**EXERCISE DIRECTIONS**
Reproduce the listing verbatim, starting at the line that contains "Keep to two rules. Tag each instance of the light" and ending at the line that contains "x=455 y=357". Leave the pictures out of your reproduction.

**Coordinate annotation records**
☆ ☆ ☆ ☆ ☆ ☆ ☆

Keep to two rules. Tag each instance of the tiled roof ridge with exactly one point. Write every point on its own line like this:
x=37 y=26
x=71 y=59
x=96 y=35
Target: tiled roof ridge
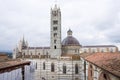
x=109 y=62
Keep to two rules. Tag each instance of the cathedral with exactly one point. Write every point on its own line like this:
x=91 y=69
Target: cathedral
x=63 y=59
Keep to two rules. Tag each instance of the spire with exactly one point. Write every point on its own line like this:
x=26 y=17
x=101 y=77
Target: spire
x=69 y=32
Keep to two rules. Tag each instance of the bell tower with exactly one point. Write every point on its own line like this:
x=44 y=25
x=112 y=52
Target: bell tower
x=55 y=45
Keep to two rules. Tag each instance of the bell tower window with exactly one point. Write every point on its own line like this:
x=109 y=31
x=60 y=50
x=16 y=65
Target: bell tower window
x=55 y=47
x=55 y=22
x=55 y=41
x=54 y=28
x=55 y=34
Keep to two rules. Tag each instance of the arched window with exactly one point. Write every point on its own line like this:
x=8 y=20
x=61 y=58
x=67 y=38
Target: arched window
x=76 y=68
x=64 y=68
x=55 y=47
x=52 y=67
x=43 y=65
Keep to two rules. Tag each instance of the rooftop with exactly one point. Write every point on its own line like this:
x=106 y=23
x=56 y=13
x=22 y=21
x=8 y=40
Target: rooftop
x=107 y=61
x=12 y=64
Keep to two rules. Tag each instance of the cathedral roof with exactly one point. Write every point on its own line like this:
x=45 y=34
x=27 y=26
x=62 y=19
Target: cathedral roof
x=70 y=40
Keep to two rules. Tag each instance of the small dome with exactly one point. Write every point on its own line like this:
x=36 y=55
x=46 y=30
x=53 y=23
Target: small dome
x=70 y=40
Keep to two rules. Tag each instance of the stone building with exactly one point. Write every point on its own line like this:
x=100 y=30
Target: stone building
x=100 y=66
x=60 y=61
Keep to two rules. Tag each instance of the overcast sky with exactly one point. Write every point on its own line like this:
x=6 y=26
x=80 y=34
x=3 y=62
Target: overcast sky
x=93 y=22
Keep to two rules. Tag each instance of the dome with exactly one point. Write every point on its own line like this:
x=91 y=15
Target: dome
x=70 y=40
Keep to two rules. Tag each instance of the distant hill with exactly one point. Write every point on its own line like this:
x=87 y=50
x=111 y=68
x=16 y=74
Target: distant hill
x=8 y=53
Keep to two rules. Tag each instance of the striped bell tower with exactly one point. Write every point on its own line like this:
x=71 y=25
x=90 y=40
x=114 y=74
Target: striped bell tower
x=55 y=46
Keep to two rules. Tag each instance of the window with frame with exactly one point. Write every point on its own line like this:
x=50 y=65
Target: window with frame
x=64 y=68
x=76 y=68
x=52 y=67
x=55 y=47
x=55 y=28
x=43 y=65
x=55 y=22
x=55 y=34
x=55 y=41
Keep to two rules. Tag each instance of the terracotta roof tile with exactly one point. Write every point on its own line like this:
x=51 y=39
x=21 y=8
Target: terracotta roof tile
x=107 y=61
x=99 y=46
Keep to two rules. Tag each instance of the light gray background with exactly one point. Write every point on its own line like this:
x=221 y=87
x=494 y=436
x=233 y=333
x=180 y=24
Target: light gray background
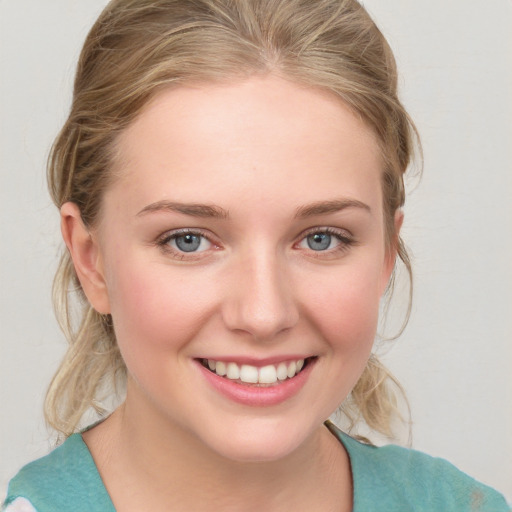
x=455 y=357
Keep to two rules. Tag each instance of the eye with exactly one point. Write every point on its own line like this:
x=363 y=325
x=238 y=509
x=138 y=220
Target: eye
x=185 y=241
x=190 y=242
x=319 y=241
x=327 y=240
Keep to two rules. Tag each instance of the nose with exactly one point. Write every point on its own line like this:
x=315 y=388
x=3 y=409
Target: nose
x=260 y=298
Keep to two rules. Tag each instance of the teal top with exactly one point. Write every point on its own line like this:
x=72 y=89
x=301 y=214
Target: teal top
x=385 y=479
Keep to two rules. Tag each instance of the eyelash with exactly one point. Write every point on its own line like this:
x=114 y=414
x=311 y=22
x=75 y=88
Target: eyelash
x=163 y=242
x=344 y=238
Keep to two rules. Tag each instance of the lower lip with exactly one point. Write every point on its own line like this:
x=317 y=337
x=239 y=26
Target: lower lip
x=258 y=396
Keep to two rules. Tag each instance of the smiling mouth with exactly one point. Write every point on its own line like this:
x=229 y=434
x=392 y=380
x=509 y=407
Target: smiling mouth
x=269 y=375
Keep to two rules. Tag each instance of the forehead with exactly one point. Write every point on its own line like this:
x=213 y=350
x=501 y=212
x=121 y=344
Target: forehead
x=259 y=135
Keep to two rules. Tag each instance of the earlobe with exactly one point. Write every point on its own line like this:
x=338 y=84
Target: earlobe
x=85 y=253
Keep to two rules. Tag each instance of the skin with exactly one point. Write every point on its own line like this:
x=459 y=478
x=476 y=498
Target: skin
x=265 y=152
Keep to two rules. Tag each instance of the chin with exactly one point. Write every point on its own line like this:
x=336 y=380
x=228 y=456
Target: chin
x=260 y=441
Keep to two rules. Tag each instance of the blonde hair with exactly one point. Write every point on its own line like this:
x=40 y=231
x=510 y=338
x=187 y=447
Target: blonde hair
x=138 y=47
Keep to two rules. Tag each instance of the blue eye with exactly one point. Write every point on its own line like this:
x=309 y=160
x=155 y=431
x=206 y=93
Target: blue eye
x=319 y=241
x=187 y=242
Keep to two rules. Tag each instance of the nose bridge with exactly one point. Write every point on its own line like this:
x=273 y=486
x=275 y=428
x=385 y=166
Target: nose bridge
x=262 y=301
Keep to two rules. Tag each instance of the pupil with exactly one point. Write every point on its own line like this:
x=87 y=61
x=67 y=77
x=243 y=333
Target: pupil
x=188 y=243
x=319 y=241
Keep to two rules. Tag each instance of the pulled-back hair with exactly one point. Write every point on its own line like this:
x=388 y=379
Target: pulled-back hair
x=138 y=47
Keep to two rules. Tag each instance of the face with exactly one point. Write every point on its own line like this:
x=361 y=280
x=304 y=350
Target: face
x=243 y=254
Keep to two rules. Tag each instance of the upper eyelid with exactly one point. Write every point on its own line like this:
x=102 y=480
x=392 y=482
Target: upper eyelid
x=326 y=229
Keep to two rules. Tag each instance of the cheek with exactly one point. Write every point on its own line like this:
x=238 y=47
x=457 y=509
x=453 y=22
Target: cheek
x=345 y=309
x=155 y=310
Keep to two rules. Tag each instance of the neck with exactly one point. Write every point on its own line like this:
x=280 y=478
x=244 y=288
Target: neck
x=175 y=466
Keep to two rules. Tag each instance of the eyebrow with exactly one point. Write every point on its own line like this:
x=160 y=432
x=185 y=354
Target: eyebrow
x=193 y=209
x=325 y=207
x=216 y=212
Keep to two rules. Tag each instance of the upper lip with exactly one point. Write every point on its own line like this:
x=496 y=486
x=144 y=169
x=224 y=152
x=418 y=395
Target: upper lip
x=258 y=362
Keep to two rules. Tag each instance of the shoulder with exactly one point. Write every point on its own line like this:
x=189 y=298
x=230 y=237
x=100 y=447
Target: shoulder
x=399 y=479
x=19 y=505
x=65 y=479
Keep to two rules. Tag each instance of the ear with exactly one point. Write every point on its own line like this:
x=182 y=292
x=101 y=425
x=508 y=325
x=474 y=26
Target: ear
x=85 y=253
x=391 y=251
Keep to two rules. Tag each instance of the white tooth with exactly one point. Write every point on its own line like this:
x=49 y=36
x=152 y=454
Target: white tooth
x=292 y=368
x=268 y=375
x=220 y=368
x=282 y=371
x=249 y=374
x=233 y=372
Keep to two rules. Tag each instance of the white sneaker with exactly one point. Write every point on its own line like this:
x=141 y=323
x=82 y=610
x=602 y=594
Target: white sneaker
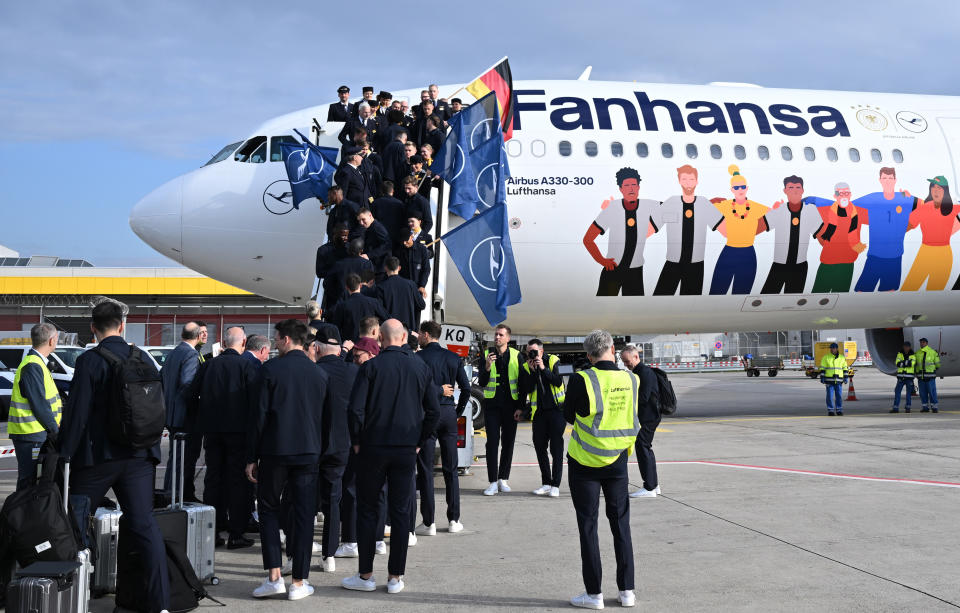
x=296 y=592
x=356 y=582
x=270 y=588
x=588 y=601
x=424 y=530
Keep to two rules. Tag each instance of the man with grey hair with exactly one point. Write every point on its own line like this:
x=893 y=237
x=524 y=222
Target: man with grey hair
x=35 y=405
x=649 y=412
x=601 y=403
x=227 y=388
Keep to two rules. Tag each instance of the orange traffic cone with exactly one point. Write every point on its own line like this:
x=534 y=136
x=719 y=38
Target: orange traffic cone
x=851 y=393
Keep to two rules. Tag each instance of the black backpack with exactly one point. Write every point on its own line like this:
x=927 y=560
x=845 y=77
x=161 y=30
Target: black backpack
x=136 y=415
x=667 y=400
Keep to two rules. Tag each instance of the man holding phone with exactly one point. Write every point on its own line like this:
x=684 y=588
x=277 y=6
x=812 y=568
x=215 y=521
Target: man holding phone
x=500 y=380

☆ ☆ ☆ ☆ ☆ ☆ ☆

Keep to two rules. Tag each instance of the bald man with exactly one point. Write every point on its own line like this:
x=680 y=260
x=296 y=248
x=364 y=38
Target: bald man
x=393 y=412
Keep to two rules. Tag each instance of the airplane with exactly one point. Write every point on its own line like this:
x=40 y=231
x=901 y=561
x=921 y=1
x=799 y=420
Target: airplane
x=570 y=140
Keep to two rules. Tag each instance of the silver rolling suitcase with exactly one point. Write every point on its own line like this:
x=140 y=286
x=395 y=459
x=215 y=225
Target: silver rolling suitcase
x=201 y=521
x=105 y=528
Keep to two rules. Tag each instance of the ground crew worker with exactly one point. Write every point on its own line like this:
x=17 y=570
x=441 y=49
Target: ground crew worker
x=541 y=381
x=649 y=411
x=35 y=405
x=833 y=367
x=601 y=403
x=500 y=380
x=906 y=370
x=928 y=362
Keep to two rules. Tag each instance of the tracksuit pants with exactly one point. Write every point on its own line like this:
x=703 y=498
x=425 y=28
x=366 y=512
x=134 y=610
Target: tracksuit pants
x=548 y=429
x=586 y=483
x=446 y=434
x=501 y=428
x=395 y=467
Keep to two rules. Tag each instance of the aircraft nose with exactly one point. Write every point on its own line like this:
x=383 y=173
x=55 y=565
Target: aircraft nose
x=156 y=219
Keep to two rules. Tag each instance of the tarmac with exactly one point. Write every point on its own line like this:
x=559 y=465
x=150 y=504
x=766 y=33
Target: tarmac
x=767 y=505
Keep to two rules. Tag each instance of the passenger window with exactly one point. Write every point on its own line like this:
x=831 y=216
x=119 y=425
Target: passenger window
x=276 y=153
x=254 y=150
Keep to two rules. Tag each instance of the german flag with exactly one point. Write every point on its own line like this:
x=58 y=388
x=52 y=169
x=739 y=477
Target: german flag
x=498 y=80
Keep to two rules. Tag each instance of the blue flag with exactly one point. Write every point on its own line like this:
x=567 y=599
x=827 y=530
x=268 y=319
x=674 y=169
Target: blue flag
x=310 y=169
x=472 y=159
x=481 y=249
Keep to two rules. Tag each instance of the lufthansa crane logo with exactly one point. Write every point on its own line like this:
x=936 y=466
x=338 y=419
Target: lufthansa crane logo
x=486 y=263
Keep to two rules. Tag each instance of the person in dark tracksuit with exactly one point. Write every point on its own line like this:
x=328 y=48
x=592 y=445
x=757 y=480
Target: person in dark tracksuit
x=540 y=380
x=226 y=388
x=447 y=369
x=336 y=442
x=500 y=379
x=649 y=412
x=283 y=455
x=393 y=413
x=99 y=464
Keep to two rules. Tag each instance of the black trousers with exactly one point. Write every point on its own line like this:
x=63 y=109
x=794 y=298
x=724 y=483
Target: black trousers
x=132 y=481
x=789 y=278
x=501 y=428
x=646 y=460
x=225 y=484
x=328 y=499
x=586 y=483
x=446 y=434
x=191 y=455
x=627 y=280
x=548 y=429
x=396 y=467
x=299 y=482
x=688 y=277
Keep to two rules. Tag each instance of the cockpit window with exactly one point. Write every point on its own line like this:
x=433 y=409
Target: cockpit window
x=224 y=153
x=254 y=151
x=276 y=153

☆ ☆ ☆ ☆ ☆ ☆ ☆

**RESPONSE**
Keep to two rules. Tag each instance of the light gray background with exactly one point. Write every point on its own line like this:
x=221 y=87
x=494 y=436
x=233 y=333
x=180 y=24
Target: light gray background
x=455 y=357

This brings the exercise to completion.